--- Document passage Enclosed Below ---

Dyslexia is a developmental disorder, in which reading, spelling and/or writing develops incomplete or very difficult. Letters are reversed and words are misspelled or read incorrectly. Simple calculations are time-consuming and mistakes are made. The performance lags behind the age, education level and intelligence of the child.


In a person with dyslexia, processing of the letter-sound link in the brains is disrupted. How this exactly works is not yet known. Dyslexia is congenital and in about half of the cases hereditary. The only exception is that dyslexia can be caused by brain damage due to an accident or a cerebral infarction.


Dyslexia can cause problems with reading, spelling and arithmetics. Therefore, the condition usually emerges in the elementary school. There are almost always automation problems. This often causes problems in areas other than learning to read and spell, such as the development of fine motor skills and orientation in the environment and the automation of other activities. Reading often takes so much effort that the material cannot simultaneously be stored in memory. Learning of rows is difficult, as is understanding of a text or a complicated sum. Learning achievements lag behind those of other children. In children, this causes great emotional stress and possibly the development of emotional or behavioral problems. Early identification and diagnosis is important.


After identifying the problems posed by the teacher, the diagnosis should be made by a specialist in this field and a dyslexia certificate will be issued. Specialists who do the examination are the remedial educationalist, psychologist and/or neuro speech therapist.

--- End of Enclosed Document passage ---
--- Supplied data Enclosed Below ---

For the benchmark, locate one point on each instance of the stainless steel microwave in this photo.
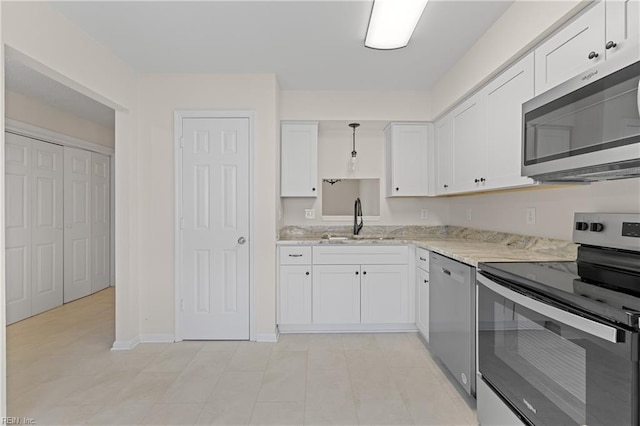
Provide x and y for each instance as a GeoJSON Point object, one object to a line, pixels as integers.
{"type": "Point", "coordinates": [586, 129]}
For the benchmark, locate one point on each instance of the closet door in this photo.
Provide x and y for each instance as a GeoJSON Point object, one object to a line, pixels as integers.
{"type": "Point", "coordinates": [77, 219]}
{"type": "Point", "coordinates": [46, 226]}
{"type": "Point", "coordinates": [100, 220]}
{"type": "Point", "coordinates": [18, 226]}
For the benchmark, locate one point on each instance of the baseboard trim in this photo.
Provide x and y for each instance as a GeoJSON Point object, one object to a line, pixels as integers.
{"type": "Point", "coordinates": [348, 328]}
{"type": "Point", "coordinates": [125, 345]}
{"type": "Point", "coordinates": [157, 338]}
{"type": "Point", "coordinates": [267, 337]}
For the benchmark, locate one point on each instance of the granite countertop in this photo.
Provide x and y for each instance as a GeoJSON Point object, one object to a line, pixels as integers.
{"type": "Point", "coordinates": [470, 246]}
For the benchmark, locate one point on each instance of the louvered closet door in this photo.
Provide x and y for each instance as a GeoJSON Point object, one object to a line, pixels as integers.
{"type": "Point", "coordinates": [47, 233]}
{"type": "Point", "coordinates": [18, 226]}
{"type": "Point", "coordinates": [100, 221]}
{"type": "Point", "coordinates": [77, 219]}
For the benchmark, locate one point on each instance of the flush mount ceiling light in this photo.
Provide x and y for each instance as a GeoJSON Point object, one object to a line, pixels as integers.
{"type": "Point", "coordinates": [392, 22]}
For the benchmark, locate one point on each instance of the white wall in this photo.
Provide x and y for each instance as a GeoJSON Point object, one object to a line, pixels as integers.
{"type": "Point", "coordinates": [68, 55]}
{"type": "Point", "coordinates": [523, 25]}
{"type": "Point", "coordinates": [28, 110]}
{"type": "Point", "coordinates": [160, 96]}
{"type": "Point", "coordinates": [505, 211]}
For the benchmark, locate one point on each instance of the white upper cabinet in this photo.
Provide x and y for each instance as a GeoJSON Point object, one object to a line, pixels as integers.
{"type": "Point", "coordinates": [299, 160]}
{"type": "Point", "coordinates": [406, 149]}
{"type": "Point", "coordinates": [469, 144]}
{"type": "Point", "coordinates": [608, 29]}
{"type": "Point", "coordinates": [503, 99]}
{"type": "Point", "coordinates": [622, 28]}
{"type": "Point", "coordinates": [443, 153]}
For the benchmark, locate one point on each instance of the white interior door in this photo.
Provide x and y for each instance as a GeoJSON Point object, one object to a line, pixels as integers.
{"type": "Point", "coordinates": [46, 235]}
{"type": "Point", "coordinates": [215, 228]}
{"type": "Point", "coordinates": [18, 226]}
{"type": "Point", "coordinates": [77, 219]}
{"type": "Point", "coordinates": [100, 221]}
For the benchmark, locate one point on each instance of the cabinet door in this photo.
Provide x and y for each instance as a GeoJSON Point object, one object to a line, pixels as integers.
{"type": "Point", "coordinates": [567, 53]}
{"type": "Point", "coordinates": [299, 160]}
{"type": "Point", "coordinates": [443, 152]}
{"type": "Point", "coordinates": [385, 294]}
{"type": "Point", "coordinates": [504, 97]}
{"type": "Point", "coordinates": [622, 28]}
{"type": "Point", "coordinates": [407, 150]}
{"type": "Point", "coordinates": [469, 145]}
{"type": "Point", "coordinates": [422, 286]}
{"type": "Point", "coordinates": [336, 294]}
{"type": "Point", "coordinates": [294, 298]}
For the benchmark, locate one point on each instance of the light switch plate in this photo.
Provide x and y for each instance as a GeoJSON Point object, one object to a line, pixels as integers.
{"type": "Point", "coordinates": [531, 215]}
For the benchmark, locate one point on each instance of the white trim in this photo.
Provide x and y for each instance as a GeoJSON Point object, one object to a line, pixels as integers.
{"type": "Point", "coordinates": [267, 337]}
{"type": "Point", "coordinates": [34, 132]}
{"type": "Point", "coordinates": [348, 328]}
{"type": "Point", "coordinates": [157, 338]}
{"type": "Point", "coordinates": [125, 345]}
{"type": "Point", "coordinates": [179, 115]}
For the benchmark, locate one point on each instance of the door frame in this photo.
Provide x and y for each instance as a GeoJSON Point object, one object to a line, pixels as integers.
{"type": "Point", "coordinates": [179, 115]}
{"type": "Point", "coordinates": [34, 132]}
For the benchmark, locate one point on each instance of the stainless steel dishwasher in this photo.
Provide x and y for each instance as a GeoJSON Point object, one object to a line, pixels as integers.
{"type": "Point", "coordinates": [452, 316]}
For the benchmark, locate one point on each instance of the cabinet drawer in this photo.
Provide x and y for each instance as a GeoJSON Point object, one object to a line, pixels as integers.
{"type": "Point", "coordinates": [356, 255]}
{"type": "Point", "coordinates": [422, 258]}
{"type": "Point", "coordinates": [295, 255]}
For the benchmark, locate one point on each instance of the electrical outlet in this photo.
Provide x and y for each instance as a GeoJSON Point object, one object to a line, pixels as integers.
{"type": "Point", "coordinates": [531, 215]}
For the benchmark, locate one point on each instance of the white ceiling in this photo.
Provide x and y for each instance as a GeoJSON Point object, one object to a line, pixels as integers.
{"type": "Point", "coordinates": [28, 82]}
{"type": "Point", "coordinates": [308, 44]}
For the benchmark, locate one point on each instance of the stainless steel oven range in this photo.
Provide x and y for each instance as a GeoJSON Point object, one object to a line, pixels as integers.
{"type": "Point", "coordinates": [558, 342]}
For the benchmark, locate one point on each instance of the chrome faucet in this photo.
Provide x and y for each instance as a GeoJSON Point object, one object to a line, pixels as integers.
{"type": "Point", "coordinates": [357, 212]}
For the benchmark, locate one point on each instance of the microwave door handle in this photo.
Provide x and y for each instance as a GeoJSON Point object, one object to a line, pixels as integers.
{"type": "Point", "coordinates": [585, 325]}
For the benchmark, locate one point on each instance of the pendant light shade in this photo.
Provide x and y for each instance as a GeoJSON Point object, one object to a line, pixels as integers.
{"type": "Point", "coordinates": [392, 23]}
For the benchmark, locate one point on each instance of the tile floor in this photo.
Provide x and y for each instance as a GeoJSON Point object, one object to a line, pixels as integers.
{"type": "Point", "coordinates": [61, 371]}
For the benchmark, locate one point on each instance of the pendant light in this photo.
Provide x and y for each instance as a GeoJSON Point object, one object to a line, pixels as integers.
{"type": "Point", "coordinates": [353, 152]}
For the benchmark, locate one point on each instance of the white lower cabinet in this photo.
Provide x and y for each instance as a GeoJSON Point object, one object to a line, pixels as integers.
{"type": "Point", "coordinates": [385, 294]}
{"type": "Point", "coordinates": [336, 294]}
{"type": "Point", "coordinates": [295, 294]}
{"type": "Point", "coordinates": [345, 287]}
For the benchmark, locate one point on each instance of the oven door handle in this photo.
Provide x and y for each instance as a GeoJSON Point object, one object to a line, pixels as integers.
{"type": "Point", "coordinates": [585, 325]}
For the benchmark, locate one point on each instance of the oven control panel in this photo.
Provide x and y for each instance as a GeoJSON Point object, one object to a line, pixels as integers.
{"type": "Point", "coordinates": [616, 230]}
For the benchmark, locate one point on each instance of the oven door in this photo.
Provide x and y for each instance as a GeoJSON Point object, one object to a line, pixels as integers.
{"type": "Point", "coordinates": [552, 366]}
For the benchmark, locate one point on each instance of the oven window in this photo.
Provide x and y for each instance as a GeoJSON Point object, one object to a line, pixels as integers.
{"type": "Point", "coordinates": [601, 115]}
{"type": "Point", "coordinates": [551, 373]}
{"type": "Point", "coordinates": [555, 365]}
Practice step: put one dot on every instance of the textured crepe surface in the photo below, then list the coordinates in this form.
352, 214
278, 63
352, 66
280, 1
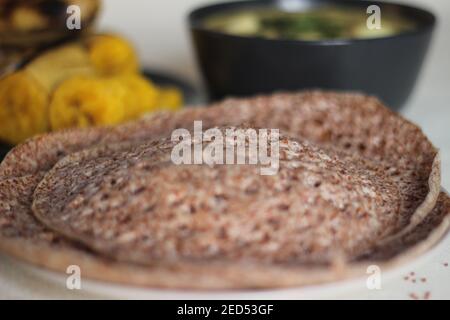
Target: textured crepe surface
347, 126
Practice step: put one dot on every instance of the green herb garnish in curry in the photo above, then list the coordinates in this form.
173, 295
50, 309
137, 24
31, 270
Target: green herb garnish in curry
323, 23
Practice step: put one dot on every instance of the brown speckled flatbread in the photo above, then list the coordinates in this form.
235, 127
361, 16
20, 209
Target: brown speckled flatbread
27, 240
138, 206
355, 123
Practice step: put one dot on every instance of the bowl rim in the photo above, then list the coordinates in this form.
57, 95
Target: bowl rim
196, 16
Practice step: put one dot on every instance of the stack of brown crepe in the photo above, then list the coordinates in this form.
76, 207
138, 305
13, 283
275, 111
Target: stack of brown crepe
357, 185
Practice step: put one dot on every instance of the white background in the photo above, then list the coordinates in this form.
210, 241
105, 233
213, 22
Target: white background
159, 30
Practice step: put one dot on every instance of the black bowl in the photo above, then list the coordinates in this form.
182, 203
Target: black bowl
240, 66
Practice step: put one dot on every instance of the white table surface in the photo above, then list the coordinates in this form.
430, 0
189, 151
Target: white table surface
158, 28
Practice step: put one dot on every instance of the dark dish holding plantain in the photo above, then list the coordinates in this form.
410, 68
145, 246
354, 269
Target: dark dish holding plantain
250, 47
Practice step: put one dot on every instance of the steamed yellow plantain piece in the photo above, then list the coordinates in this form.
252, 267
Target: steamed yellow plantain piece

--- End of Enclosed Supplied data ---

> [Actions to take]:
A - Copy out the dyslexia passage word for word, everything from "After identifying the" down to "neuro speech therapist.".
B - Extend the dyslexia passage, picking up right after its last sentence.
The entries have nothing to do with the dyslexia passage.

> [Answer set]:
A -
After identifying the problems posed by the teacher, the diagnosis should be made by a specialist in this field and a dyslexia certificate will be issued. Specialists who do the examination are the remedial educationalist, psychologist and/or neuro speech therapist.

B -
Dyslexia cannot be cured. But training is, depending on the severity of the dyslexia, in many cases possible. Many children can learn to compensate for their problems and get along in school. Sometimes, minor adjustments are necessary, such as additional time for a test. Remedial teaching might be necessary. Anyway, it doesn’t mean that a child with dyslexia has to follow special education.
Treatment of dyslexia includes mainly training. By much practicing under expert supervision and with proper tools (and tricks), both reading and spelling skills can improve significantly. The training can be provided by a remedial teacher, a remedial educationalist or a speech therapist who specializes in dyslexia treatment.


Dyslexia is a learning problem that will persist throughout life. However, with the help of exercises and tips, children may have fewer problems with their condition. Using a computer and accepting having dyslexia, children can function normally in society, despite their disability.